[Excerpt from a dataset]
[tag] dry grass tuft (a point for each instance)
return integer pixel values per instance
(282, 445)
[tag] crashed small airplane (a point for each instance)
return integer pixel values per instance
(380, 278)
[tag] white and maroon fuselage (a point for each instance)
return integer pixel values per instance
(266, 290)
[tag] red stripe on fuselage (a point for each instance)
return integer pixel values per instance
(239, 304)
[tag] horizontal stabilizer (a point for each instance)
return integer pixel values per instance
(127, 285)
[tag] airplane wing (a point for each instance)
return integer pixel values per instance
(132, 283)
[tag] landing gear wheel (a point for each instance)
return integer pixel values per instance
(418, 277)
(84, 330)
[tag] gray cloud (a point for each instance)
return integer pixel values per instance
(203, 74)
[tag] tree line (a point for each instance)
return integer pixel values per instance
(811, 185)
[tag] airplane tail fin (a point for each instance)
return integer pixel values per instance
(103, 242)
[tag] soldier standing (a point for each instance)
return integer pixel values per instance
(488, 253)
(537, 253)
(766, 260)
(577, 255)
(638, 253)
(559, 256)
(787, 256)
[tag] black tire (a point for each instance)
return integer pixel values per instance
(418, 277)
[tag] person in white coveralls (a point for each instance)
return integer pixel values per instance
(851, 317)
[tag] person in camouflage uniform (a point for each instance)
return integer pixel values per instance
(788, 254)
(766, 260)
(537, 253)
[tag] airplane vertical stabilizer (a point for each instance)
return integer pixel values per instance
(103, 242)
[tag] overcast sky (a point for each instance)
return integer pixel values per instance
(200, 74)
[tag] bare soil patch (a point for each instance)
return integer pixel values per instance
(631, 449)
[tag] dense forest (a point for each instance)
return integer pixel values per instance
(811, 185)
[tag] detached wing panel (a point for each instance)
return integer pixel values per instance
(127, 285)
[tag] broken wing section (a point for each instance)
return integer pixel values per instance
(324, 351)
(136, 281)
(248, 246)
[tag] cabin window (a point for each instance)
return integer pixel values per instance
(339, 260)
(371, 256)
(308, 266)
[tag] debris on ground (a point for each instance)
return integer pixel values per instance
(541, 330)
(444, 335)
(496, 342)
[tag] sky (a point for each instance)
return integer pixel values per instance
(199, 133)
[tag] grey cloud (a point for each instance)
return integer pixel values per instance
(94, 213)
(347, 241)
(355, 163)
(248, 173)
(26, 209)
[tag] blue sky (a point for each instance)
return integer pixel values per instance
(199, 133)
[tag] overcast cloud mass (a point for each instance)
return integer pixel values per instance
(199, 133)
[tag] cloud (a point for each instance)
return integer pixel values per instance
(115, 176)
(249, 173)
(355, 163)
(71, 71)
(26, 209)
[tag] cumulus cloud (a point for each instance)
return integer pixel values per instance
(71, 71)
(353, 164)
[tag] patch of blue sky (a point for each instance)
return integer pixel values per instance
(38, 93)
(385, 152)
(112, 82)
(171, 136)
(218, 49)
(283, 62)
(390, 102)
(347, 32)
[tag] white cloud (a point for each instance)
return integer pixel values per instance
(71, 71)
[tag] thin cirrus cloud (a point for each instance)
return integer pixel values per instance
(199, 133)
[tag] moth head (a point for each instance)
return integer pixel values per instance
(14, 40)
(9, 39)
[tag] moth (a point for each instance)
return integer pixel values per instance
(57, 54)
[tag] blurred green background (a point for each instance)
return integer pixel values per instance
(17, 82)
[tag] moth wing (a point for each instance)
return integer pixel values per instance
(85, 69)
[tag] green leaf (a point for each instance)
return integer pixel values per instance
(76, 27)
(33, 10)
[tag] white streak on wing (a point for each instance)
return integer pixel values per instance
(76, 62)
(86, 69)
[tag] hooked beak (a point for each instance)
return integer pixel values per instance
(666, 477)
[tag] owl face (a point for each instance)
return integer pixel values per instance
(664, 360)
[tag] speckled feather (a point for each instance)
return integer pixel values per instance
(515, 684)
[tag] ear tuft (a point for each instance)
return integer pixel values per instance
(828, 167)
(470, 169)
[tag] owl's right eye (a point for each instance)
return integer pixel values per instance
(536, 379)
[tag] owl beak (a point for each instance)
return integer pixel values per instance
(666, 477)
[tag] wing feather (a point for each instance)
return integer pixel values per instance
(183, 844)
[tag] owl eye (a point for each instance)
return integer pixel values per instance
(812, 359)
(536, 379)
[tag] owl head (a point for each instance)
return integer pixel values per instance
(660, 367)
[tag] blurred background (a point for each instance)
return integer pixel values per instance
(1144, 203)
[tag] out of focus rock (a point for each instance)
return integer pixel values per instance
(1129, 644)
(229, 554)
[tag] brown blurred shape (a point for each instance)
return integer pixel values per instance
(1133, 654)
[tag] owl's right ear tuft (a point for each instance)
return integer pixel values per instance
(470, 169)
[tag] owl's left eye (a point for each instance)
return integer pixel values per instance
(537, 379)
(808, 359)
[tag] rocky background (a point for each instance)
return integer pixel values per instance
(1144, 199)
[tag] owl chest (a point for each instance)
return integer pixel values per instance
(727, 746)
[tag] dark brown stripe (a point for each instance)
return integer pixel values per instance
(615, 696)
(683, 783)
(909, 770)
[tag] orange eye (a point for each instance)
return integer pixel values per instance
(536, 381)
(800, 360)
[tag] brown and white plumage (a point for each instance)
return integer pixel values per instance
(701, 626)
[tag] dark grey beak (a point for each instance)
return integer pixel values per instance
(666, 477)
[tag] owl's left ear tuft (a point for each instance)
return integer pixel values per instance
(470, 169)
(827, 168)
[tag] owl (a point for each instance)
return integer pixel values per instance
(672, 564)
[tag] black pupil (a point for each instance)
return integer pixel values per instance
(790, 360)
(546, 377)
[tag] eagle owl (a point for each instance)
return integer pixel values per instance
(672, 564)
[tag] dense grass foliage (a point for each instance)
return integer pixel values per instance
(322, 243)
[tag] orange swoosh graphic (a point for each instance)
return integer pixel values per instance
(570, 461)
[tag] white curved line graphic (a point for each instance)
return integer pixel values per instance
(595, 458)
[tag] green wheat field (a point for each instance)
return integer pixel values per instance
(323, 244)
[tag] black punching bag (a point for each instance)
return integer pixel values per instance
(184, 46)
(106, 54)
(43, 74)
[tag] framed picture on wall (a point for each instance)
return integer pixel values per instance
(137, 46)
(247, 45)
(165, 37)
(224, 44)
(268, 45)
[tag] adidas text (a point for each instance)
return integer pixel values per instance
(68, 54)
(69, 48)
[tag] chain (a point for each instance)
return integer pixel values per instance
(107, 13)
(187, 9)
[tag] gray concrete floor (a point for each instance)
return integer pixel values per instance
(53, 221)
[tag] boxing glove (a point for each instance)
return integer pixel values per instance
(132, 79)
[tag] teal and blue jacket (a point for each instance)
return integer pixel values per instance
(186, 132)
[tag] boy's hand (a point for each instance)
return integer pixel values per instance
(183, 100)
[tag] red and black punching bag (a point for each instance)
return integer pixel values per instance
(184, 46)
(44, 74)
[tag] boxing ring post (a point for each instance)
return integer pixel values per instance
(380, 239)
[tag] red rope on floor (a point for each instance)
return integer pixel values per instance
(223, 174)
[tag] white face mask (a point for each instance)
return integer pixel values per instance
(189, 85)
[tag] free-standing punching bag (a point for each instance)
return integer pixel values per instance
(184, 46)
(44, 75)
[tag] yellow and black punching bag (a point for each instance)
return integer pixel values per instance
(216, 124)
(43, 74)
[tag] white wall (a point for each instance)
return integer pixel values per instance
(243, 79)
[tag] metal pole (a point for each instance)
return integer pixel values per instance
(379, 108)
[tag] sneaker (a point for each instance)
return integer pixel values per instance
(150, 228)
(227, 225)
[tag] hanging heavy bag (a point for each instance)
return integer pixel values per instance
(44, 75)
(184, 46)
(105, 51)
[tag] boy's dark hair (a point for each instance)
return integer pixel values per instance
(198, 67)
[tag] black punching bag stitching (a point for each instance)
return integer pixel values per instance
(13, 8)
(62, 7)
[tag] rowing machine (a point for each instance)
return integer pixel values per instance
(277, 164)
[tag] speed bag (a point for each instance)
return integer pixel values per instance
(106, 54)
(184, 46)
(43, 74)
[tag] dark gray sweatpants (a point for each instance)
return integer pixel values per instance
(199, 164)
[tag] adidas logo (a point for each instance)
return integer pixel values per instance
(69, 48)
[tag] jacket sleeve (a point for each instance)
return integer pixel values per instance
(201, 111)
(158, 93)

Task statement: Starting from the line with "[tag] boxing ring" and ending with the final line of the data, quote every line exactly, both ends included.

The solution:
[tag] boxing ring post (a point for each instance)
return integer pixel values per instance
(380, 239)
[tag] red rope on floor (a point for each instance)
return integer pixel values per instance
(223, 174)
[tag] white face mask (a point for each instance)
return integer pixel values per instance
(189, 85)
[tag] free-standing punching bag (a point for each instance)
return integer pixel values per instance
(184, 46)
(44, 75)
[tag] yellow and black punching bag (a point for each instance)
return integer pixel values per instance
(216, 124)
(43, 74)
[tag] white wall (a point for each instance)
return integer pixel values per instance
(243, 79)
[tag] metal pole (a point for each instance)
return integer pixel values per instance
(379, 108)
[tag] sneaker (a point for each instance)
return integer pixel values per instance
(150, 228)
(227, 225)
[tag] hanging heavy bag (a point for each instance)
return integer pixel values per instance
(44, 75)
(184, 46)
(105, 51)
[tag] boy's dark hair (a point for each instance)
return integer pixel values per instance
(198, 67)
[tag] black punching bag stitching (a point for each instance)
return integer pixel values per instance
(13, 8)
(62, 7)
[tag] rowing machine (a point for each instance)
return integer pixel values per instance
(277, 164)
[tag] speed bag (a point for each instance)
return integer pixel values per instance
(106, 54)
(184, 46)
(43, 74)
[tag] dark gray sweatpants (a point for each instance)
return integer pixel values per instance
(199, 164)
[tag] adidas logo (a point for each instance)
return integer pixel values per instance
(69, 48)
[tag] jacket sleeve (a point for each instance)
return integer pixel values per instance
(201, 111)
(158, 93)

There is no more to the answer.